TASK DESCRIPTION
Using the entries below, output exactly the line containing "Would you be able to point at the hedge" and all lines that follow it to the end.

RECORDS SUPPLIED
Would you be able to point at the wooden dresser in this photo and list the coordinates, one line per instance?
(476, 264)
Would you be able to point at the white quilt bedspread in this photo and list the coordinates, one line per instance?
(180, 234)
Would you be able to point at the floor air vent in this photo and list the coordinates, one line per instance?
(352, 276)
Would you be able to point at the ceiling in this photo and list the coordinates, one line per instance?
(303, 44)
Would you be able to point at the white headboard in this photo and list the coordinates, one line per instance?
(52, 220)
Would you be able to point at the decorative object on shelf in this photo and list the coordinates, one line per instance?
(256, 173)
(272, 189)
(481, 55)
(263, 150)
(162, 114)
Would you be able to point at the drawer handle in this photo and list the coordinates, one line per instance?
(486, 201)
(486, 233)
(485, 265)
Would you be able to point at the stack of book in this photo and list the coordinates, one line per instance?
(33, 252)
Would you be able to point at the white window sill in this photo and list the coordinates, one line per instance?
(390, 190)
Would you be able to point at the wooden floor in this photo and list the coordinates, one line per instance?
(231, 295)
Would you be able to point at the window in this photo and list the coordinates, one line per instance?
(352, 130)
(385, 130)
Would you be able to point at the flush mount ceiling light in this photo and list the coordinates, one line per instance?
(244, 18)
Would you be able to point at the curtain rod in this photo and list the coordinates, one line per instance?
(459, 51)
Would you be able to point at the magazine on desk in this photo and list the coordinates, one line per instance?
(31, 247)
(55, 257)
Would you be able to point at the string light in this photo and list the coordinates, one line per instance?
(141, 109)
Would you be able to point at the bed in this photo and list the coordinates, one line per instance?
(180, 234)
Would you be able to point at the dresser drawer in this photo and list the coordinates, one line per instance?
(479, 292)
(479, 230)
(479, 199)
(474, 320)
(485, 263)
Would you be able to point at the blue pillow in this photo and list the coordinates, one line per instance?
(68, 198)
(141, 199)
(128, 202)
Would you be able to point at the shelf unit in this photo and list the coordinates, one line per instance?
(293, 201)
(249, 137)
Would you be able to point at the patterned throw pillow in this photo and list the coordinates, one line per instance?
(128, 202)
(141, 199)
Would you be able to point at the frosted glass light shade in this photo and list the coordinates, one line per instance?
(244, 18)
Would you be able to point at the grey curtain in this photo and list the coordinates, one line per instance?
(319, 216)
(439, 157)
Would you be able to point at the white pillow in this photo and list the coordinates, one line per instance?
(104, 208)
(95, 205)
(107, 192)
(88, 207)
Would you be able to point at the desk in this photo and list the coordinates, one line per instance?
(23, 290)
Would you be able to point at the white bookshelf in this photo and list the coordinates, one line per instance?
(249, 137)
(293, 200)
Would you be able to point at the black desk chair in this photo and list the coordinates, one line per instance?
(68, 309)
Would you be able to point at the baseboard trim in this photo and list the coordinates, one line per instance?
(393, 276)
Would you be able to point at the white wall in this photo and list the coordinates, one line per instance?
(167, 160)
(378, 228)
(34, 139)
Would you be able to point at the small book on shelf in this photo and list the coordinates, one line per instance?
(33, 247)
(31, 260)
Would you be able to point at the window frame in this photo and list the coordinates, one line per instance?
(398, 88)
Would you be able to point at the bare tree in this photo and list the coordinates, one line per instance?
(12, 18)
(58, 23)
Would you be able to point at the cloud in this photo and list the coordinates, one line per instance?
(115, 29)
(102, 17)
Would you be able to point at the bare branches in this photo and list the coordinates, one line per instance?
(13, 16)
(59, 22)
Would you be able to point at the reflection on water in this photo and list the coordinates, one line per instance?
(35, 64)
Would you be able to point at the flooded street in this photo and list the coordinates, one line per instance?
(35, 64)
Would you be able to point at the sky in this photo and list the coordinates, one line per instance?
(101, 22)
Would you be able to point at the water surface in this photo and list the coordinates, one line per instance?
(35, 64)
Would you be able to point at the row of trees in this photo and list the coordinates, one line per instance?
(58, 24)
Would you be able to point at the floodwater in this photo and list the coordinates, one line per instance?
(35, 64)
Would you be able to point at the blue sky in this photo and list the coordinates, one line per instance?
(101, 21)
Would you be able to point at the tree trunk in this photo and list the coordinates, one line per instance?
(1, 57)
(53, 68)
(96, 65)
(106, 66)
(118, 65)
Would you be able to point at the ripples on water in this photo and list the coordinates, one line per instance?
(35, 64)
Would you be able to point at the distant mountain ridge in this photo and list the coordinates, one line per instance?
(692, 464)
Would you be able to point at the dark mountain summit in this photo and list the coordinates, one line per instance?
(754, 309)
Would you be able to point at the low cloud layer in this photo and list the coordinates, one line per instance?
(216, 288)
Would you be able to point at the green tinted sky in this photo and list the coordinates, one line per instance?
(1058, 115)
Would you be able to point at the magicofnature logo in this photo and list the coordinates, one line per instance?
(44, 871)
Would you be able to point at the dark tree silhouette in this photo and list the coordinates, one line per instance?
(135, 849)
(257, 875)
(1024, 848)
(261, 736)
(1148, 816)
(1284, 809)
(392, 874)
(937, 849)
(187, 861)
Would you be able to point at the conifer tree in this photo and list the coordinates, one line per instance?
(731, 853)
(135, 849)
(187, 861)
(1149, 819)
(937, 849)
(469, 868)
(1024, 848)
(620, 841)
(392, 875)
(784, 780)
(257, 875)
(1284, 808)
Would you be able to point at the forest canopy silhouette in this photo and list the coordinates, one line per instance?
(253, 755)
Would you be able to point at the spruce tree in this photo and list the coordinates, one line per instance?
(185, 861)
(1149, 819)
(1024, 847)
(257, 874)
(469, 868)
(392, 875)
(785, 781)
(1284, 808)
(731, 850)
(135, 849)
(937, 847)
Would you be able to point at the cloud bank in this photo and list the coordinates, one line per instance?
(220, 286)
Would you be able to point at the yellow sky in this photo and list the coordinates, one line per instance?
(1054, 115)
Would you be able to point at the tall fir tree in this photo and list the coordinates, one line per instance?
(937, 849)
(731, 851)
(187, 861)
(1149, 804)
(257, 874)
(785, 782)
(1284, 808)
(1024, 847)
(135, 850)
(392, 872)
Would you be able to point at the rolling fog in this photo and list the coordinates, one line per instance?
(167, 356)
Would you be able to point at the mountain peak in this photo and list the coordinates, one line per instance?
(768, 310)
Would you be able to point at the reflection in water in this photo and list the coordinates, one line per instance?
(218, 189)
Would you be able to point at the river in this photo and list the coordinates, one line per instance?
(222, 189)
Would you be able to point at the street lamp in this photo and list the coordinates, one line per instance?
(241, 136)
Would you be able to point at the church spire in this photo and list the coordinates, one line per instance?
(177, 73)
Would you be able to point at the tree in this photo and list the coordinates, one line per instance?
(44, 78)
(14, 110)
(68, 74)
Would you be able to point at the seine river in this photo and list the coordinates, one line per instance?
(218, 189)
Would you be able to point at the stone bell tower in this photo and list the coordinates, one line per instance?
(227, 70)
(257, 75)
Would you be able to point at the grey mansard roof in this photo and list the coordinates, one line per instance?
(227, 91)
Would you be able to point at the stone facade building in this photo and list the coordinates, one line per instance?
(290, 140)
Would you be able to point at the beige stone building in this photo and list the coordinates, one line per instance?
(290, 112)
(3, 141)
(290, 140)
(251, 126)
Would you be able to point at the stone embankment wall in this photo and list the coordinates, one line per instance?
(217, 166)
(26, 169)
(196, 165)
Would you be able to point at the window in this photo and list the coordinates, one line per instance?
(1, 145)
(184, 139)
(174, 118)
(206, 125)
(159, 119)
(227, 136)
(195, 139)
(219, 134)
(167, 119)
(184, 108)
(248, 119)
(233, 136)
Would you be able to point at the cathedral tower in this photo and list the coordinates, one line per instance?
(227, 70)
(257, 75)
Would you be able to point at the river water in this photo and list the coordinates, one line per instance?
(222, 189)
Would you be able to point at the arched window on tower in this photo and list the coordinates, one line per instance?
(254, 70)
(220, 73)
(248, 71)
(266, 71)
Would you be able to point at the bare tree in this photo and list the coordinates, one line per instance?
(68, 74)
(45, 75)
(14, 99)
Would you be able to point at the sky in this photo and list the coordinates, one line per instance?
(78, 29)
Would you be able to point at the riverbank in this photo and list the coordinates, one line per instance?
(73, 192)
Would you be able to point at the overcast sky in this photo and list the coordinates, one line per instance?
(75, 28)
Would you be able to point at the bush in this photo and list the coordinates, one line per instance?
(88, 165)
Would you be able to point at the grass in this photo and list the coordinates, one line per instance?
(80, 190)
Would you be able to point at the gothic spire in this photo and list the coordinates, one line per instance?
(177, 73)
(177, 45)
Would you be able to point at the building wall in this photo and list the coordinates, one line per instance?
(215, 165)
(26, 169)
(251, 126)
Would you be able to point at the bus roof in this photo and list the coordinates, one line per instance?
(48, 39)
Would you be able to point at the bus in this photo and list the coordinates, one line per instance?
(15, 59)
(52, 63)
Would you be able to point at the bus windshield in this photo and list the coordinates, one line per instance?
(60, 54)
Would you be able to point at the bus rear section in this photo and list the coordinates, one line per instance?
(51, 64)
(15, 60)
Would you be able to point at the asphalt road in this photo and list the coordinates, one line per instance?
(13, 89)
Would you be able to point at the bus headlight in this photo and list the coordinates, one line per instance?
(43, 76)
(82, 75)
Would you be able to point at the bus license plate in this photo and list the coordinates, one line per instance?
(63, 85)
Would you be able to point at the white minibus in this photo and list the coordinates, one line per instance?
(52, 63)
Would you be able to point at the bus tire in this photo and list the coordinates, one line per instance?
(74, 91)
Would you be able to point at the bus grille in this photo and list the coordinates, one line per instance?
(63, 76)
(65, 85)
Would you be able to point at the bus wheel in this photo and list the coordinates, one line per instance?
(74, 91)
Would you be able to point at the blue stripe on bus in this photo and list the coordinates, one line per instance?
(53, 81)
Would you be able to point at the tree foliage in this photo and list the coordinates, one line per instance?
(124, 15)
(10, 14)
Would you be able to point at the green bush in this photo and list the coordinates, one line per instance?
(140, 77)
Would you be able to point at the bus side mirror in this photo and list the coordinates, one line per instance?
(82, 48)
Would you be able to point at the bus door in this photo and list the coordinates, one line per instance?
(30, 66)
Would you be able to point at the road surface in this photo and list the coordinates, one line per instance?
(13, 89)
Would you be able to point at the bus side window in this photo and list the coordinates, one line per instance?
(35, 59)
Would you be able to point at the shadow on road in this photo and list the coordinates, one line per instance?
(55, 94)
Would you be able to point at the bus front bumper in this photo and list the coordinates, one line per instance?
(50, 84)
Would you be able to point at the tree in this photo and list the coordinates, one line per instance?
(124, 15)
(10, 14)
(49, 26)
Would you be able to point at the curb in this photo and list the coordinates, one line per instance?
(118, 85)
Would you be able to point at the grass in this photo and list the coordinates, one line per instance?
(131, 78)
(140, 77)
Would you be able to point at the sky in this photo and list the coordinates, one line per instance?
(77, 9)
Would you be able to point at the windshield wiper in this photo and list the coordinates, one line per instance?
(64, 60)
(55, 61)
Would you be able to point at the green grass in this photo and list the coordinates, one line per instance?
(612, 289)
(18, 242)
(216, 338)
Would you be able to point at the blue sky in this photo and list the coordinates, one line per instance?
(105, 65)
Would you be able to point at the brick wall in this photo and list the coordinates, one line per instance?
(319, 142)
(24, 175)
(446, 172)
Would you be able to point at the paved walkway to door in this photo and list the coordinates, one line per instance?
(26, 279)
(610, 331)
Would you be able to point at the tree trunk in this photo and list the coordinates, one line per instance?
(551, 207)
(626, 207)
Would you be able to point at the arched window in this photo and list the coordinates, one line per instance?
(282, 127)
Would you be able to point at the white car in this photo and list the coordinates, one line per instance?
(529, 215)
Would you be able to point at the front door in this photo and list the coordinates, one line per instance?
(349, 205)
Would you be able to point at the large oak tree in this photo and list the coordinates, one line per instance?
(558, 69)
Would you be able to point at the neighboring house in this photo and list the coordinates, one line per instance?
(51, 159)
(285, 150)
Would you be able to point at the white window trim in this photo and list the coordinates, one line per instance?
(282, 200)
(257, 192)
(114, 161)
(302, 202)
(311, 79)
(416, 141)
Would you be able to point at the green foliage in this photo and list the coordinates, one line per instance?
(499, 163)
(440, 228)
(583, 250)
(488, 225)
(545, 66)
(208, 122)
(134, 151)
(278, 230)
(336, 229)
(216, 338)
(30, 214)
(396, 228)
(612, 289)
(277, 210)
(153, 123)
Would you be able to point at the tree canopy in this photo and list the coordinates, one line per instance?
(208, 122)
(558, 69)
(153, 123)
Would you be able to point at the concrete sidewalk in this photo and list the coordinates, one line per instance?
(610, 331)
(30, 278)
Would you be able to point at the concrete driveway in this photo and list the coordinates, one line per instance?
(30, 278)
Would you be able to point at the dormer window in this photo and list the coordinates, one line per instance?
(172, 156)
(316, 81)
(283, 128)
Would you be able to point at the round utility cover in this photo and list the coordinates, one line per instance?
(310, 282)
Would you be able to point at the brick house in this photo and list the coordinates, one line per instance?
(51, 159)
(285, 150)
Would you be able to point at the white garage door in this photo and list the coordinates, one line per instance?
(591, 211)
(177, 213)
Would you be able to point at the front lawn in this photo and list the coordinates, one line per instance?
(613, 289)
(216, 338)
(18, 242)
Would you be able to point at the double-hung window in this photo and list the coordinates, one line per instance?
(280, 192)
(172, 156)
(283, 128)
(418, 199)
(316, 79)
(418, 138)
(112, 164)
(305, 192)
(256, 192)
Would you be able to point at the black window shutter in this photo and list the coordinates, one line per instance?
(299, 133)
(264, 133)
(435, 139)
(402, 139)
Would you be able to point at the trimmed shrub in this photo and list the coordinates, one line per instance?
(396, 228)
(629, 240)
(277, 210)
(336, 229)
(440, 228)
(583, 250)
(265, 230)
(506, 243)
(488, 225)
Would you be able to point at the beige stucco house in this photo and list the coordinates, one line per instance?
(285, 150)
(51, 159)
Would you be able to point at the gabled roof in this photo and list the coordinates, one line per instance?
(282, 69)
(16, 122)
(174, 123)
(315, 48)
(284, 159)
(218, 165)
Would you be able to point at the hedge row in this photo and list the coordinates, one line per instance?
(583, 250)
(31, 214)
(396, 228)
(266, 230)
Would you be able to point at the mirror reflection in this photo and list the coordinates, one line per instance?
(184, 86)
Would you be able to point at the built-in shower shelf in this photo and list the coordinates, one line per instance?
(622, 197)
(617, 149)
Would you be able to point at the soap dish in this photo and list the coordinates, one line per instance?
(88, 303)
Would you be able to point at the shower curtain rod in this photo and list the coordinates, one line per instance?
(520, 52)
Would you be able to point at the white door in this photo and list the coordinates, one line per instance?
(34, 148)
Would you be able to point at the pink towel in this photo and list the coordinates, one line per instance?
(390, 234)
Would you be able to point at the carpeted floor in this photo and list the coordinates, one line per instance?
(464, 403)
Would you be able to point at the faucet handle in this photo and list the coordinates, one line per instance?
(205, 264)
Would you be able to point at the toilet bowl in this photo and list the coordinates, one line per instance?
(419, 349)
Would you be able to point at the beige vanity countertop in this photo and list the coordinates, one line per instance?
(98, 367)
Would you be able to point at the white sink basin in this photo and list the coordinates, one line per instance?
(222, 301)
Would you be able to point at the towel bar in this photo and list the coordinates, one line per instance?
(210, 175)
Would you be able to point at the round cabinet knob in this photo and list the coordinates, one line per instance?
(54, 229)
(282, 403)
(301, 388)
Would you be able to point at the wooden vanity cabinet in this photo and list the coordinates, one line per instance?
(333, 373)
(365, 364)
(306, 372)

OUTPUT
Would you be able to point at the hedge row in this photo and list the coordinates, one line per instance?
(583, 250)
(31, 214)
(396, 228)
(266, 230)
Would you be able to point at the mirror reflection in this photo and list the coordinates, one line per instance?
(184, 86)
Would you be able to point at the built-in shower shelf in this photo and list the coordinates, one line per instance?
(622, 197)
(617, 149)
Would you be able to point at the soap dish in this photo and list the coordinates, one line per instance?
(88, 303)
Would you be able to point at the shower curtain rod in this photo and list the coordinates, one line per instance?
(520, 52)
Would you be able to point at the white door in this photo and list the coordinates, one line per instance?
(34, 148)
Would you be able to point at the pink towel in this photo and list the coordinates, one line per instance?
(390, 234)
Would you be able to point at the carpeted floor in this photo and list the coordinates, one line per instance?
(464, 403)
Would you be able to point at the faucet handle in this photo and list the coordinates, one line per instance?
(205, 264)
Would you be able to point at the toilet bowl in this photo and list the coordinates, one line per instance?
(419, 349)
Would you be able to point at the beige vanity countertop in this photo and list the coordinates, one line per instance?
(98, 367)
Would you be able to point at the white sink basin in this photo and list the coordinates, one line per instance?
(222, 301)
Would you be able to point at the towel bar in this photo and list the coordinates, one line per instance?
(210, 175)
Would you be able to point at the round cabinet knob in this photo and list the coordinates, one line per instance?
(54, 229)
(282, 403)
(301, 388)
Would you be able to point at the wooden vanity cabinet in this photo and list the coordinates, one line per instance?
(333, 373)
(365, 364)
(306, 372)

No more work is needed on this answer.